LISTED RECORDS:
▬▬▬

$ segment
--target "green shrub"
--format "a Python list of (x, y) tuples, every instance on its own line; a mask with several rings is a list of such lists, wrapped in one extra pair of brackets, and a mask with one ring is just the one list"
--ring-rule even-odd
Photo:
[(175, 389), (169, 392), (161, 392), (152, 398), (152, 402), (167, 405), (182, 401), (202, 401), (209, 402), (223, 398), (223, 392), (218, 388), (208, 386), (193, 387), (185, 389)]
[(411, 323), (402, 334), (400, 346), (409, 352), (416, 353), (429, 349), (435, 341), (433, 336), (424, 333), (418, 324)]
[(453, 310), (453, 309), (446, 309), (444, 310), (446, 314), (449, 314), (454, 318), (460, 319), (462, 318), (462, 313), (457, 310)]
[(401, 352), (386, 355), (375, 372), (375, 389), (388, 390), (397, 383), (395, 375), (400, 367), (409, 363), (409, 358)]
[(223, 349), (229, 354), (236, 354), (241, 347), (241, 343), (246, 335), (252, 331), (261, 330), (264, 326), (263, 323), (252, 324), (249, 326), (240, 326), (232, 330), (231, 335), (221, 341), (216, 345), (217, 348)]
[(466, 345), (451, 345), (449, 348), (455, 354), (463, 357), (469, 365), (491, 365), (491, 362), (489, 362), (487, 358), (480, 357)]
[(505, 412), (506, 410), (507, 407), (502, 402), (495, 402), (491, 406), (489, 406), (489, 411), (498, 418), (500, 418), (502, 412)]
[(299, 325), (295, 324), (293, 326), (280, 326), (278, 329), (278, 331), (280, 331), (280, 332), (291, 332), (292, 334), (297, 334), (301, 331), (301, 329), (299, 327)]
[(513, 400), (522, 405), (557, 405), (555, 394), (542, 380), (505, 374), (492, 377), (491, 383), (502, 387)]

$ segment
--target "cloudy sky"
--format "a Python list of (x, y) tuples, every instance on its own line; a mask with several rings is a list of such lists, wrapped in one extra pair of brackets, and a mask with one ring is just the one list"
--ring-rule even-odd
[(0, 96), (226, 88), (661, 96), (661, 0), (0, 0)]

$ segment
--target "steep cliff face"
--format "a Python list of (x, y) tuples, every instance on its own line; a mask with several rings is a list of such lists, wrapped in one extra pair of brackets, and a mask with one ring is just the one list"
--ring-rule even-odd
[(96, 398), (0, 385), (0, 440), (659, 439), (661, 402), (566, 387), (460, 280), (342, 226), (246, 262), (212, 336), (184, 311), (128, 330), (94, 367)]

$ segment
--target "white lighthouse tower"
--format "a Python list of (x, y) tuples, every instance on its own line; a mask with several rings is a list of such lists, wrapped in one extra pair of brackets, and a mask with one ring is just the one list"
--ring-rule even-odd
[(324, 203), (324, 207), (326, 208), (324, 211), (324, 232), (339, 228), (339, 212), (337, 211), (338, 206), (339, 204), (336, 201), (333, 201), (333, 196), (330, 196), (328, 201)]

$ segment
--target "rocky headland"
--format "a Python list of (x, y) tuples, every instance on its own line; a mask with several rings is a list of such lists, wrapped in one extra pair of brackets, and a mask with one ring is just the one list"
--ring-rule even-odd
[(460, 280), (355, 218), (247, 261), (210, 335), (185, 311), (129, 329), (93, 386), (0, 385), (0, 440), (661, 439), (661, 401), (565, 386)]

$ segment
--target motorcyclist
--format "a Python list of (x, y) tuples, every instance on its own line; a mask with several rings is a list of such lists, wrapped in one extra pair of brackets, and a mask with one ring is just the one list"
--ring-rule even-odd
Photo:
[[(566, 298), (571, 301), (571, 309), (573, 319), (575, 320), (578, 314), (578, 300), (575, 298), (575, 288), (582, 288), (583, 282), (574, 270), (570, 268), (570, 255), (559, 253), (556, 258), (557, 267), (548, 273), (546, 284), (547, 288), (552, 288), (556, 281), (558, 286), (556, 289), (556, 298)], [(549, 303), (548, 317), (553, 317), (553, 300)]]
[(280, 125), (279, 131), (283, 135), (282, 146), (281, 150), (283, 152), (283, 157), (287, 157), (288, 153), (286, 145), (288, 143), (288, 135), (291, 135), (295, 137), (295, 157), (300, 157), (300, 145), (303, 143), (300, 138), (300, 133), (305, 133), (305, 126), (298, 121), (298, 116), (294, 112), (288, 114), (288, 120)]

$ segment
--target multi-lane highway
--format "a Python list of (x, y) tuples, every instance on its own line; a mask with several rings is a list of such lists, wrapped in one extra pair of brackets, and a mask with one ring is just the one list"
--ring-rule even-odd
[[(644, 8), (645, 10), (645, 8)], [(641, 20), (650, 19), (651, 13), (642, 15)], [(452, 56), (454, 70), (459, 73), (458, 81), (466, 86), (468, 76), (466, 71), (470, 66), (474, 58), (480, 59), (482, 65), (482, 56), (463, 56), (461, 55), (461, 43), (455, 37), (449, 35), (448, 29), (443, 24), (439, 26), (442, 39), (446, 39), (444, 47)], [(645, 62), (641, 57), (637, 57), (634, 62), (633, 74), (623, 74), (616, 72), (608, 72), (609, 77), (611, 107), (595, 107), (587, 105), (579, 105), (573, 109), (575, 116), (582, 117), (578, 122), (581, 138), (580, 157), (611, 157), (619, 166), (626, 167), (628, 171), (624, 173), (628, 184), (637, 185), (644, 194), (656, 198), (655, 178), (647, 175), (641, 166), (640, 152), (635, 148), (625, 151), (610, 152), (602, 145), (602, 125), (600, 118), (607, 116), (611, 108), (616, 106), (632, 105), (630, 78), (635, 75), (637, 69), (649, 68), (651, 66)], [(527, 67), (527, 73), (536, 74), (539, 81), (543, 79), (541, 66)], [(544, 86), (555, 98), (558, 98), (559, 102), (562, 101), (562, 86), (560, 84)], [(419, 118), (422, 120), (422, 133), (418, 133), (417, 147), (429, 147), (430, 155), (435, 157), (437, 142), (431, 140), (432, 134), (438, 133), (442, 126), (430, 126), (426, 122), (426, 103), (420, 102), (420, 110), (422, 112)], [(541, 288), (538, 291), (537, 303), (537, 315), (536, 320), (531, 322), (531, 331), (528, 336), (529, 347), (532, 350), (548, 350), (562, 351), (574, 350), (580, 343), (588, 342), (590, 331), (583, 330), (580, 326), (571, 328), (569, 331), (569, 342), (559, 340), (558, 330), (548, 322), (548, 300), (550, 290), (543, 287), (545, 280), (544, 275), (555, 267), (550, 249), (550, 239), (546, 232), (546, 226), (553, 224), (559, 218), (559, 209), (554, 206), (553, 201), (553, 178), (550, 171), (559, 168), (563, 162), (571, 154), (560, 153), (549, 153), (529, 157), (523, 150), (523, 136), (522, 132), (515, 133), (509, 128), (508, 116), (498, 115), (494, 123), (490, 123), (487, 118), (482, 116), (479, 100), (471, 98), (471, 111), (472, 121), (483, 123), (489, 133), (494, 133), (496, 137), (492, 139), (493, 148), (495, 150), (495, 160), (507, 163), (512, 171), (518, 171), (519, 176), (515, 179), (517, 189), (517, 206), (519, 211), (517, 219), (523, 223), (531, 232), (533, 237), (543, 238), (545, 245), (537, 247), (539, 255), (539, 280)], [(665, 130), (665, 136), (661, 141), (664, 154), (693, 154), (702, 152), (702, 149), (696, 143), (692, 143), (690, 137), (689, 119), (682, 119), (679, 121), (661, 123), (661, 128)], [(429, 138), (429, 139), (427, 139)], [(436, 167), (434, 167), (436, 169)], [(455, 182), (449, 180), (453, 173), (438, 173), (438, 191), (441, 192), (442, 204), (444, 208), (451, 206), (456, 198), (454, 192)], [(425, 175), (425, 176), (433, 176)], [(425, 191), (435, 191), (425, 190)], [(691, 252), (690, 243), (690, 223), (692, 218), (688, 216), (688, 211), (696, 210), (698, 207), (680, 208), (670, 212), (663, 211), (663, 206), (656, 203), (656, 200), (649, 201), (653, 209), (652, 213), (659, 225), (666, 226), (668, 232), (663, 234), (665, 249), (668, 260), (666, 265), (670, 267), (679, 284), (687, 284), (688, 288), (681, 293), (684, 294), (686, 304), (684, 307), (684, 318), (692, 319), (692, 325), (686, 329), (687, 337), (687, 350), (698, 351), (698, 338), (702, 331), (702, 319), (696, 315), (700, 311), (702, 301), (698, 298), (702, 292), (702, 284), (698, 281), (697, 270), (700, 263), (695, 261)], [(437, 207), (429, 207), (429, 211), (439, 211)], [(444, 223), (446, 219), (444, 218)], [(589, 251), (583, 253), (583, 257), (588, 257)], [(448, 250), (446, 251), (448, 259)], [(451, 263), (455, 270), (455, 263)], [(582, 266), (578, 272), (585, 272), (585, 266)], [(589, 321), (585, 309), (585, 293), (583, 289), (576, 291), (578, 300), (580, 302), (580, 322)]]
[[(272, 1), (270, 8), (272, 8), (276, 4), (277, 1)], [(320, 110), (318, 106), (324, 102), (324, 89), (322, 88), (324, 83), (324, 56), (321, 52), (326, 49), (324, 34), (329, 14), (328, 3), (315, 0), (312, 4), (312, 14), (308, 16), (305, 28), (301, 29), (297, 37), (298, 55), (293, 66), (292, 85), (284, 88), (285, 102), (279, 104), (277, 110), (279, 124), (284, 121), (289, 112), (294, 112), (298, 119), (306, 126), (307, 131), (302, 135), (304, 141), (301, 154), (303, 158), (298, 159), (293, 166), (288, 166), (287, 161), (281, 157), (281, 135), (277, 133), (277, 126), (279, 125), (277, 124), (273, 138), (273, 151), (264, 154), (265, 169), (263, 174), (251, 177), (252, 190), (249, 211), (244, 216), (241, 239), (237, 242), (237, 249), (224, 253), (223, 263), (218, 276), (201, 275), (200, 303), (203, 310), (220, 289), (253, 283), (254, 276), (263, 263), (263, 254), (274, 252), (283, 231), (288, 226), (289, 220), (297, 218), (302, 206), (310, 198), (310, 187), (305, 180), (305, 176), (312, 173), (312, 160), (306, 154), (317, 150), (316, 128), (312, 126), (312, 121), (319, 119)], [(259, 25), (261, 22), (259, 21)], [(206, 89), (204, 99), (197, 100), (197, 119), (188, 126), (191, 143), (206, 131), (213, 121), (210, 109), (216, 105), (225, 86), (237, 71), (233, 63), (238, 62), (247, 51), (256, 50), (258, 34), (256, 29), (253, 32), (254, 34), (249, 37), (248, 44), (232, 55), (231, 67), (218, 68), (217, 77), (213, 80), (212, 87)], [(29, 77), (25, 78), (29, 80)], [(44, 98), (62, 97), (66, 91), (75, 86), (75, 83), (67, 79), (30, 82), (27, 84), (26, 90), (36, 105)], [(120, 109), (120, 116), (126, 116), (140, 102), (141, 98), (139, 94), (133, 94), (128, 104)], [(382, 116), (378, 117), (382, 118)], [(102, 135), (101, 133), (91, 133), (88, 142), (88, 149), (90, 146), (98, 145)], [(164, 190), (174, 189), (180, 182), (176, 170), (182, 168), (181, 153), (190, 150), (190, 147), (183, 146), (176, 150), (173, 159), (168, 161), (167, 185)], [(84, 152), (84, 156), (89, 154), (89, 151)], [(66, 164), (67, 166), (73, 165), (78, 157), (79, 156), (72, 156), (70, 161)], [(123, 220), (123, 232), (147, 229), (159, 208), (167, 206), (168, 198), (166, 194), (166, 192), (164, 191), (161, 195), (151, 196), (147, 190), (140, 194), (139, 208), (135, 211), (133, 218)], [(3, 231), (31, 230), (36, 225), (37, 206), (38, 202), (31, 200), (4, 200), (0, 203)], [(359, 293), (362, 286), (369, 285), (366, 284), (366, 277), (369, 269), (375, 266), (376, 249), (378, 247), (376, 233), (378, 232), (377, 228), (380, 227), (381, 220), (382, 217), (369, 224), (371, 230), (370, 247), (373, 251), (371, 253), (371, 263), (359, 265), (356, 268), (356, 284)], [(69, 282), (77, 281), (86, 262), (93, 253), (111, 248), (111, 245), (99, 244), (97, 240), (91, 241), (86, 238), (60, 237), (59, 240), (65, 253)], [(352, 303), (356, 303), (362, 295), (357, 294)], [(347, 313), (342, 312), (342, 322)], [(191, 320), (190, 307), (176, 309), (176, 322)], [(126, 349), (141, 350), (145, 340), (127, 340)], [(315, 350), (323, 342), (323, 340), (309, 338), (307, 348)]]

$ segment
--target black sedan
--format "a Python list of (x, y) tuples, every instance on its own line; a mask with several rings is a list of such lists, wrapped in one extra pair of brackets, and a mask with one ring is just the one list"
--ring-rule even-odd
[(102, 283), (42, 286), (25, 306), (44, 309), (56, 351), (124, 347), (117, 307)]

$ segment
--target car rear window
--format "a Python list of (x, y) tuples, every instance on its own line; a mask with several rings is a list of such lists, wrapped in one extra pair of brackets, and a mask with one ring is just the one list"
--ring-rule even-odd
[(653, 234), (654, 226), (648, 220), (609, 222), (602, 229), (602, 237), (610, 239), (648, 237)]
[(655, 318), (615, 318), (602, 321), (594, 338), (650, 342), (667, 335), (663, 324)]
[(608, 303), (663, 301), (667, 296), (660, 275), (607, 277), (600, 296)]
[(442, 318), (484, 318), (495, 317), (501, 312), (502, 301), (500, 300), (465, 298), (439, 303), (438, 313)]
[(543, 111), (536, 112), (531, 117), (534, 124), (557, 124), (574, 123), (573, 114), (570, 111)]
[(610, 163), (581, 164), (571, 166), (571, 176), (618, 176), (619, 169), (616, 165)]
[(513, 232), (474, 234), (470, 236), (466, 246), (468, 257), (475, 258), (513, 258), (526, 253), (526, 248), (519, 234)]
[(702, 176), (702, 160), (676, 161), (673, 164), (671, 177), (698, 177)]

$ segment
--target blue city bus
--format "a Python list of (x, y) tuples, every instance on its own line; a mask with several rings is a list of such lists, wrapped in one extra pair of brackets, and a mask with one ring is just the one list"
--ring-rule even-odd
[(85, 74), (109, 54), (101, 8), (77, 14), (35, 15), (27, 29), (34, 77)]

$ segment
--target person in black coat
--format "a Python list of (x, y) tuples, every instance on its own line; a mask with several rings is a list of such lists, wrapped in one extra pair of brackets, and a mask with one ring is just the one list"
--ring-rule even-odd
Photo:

▬▬▬

WORK TO COMPLETE: Show each line of the records above that contains the string "target". Case counts.

ANSWER IN FULL:
--target "green shrub"
--target "cloudy sky"
--target "steep cliff face"
--target "white lighthouse tower"
--target "rocky headland"
--target motorcyclist
--target multi-lane highway
--target black sedan
--target car rear window
--target blue city bus
--target person in black coat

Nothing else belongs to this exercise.